Death of a Terrorist and a Christian Response

I haven’t been by here in a while, but I felt like this needed to be talked about (not that everyone else isn’t doing the exact same thing).

By now the entire world knows (aided in no small part by the power of social media) that Osama Bin Laden is dead at the hands of US troops by order of the US government.  This is an announcement that many have waited a decade for, to see the death of the man who has been marked as the force behind the 9/11 terrorist attack on US soil. As such, a nation is rejoicing tonight.

When I first heard the news, I have to admit I was pleased. It seemed right to me that this man would see some kind of justice, some kind of punishment for the pain and death he has caused. But, as Proverbs says, “There is a way that seems right to a man, but its end is the way to death” (Pv. 14:12), and as I watched the cheering crowds, and listened to President Obama tell the nation and the world that justice has been done, there was disquiet in my spirit. Can this really be called justice? Is this a proper Christian response? Is it good and right for us as followers of Christ to rejoice in loss of life, no matter what that life was used for? Is that the love of God? Is this what Jesus was thinking about when he said “Blessed are the peacemakers?”

* Data items *
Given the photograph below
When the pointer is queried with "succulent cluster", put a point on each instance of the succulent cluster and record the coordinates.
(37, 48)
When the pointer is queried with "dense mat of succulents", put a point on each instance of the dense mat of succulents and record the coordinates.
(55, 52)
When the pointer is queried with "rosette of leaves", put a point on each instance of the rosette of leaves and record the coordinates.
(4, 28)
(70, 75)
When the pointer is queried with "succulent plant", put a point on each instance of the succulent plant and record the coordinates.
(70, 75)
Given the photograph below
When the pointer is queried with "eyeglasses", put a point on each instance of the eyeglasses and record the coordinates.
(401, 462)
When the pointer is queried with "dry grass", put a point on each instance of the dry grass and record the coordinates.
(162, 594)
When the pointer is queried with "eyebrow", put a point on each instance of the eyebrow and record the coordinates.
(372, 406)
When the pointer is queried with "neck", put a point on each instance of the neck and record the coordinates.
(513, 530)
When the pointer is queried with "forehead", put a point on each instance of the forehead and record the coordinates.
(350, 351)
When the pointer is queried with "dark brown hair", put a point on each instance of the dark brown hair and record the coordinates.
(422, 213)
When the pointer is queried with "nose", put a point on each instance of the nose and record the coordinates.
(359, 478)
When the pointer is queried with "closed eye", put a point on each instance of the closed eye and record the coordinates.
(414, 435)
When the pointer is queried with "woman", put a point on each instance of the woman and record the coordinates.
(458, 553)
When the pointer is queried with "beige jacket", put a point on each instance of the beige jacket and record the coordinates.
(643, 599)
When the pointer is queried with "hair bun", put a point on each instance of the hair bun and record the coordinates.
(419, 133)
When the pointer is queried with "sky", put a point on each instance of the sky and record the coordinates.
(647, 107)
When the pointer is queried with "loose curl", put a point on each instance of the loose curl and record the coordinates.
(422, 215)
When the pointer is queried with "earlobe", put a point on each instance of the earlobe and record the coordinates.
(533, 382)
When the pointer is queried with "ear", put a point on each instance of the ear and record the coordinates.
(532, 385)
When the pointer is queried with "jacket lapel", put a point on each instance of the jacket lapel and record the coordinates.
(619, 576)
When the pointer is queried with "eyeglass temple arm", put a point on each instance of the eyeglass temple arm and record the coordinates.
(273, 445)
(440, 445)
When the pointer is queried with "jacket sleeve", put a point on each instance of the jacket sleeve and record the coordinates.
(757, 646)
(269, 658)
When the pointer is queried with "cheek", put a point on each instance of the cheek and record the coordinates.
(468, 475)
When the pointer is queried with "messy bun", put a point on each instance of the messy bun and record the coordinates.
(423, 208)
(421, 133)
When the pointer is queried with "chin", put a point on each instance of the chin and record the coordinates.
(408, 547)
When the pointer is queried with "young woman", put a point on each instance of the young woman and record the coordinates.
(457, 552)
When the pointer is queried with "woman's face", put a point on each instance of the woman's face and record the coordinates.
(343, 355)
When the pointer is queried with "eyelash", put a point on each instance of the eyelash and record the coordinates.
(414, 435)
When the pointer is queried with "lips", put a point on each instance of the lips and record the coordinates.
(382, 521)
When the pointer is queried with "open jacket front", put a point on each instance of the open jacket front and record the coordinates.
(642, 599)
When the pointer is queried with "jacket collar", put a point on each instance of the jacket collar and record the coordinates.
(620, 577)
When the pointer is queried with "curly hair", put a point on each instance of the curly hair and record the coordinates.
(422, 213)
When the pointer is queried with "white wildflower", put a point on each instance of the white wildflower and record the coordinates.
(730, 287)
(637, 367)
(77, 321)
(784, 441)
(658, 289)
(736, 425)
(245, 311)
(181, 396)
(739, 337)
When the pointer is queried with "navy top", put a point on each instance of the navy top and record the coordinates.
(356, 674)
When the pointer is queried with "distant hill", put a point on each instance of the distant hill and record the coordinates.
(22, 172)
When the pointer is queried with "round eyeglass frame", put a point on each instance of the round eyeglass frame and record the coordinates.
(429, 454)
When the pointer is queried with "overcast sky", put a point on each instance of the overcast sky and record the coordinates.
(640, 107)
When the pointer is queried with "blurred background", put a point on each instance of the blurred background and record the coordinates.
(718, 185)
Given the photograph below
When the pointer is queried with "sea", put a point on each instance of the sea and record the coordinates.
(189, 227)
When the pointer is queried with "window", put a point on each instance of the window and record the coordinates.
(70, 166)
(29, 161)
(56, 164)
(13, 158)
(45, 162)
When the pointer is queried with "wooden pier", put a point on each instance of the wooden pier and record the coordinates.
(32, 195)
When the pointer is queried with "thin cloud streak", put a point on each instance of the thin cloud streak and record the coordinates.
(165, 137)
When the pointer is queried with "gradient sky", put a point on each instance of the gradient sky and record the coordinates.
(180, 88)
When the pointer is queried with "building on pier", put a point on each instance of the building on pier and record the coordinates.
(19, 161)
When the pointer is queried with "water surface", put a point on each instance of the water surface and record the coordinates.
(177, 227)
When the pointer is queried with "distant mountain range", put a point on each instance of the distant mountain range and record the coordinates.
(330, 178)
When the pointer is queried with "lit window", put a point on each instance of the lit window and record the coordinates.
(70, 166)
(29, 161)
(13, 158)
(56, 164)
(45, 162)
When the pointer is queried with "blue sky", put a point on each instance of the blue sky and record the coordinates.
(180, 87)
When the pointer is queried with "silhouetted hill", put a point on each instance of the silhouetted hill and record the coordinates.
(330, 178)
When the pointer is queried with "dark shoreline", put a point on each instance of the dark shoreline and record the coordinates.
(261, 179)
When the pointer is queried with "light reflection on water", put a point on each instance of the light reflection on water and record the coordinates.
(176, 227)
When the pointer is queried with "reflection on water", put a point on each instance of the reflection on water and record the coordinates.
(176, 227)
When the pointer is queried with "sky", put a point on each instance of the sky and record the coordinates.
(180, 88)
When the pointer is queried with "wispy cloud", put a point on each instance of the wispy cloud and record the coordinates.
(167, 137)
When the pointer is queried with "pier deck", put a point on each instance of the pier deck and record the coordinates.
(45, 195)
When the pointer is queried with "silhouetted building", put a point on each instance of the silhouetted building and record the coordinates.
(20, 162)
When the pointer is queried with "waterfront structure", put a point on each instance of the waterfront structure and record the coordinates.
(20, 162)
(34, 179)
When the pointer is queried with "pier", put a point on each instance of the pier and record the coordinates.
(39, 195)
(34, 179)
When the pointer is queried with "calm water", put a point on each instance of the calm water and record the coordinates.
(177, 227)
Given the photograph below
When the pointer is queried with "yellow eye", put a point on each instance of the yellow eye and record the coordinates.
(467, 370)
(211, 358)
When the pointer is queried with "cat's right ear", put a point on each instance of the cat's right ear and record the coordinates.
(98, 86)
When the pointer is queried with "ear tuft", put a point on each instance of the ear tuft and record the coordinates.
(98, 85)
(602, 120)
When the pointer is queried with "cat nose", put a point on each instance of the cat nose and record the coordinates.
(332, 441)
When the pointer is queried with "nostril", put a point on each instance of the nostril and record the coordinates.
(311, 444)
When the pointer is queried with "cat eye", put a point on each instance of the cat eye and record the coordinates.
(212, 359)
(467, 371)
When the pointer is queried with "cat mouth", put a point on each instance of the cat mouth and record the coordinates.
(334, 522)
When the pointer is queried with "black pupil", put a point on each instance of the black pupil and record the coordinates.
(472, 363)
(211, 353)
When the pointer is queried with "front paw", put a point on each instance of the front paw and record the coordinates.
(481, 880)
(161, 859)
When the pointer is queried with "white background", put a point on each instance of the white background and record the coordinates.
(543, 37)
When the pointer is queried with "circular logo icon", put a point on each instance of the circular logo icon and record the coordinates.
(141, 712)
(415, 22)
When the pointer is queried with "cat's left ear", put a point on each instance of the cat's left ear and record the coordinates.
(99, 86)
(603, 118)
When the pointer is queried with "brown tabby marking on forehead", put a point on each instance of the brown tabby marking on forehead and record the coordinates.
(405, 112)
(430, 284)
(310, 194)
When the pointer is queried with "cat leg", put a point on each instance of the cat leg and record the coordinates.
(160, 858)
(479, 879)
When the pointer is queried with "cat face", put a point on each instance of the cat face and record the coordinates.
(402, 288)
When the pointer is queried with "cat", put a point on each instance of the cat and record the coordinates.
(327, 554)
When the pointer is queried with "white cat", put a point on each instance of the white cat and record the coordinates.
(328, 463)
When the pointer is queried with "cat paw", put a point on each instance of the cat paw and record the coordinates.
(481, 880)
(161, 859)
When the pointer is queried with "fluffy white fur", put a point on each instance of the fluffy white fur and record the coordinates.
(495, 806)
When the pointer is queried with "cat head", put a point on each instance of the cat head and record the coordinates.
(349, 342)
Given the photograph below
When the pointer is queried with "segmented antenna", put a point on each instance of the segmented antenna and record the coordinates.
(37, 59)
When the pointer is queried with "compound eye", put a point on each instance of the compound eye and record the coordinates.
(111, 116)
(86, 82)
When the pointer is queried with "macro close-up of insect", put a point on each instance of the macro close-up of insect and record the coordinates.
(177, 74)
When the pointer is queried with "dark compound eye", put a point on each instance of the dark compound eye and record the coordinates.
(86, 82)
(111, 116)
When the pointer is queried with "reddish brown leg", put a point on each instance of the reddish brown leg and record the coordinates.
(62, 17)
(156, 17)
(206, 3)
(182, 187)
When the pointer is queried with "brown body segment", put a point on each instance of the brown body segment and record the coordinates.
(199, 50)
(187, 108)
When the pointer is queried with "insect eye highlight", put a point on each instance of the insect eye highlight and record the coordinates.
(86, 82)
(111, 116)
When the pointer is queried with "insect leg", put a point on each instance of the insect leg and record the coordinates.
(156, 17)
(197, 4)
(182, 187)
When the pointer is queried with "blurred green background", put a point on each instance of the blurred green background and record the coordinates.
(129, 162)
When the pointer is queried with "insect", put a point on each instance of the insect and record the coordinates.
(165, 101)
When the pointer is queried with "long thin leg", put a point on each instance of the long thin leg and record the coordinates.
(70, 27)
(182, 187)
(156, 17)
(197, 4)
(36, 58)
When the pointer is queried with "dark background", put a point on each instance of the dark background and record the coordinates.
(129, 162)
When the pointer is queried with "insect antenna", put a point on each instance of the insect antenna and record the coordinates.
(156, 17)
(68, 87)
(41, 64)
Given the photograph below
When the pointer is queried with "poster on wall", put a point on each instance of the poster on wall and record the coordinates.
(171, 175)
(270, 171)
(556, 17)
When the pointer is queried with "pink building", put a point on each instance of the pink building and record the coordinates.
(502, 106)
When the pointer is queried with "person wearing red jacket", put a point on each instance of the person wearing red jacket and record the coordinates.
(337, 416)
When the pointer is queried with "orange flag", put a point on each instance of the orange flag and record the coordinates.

* Task to complete *
Duplicate the text on the death of Osama Bin Laden between "I haven’t been" and "is rejoicing tonight.", inclusive.

* Exercise result *
I haven’t been by here in a while, but I felt like this needed to be talked about (not that everyone else isn’t doing the exact same thing).

By now the entire world knows (aided in no small part by the power of social media) that Osama Bin Laden is dead at the hands of US troops by order of the US government.  This is an announcement that many have waited a decade for, to see the death of the man who has been marked as the force behind the 9/11 terrorist attack on US soil. As such, a nation is rejoicing tonight.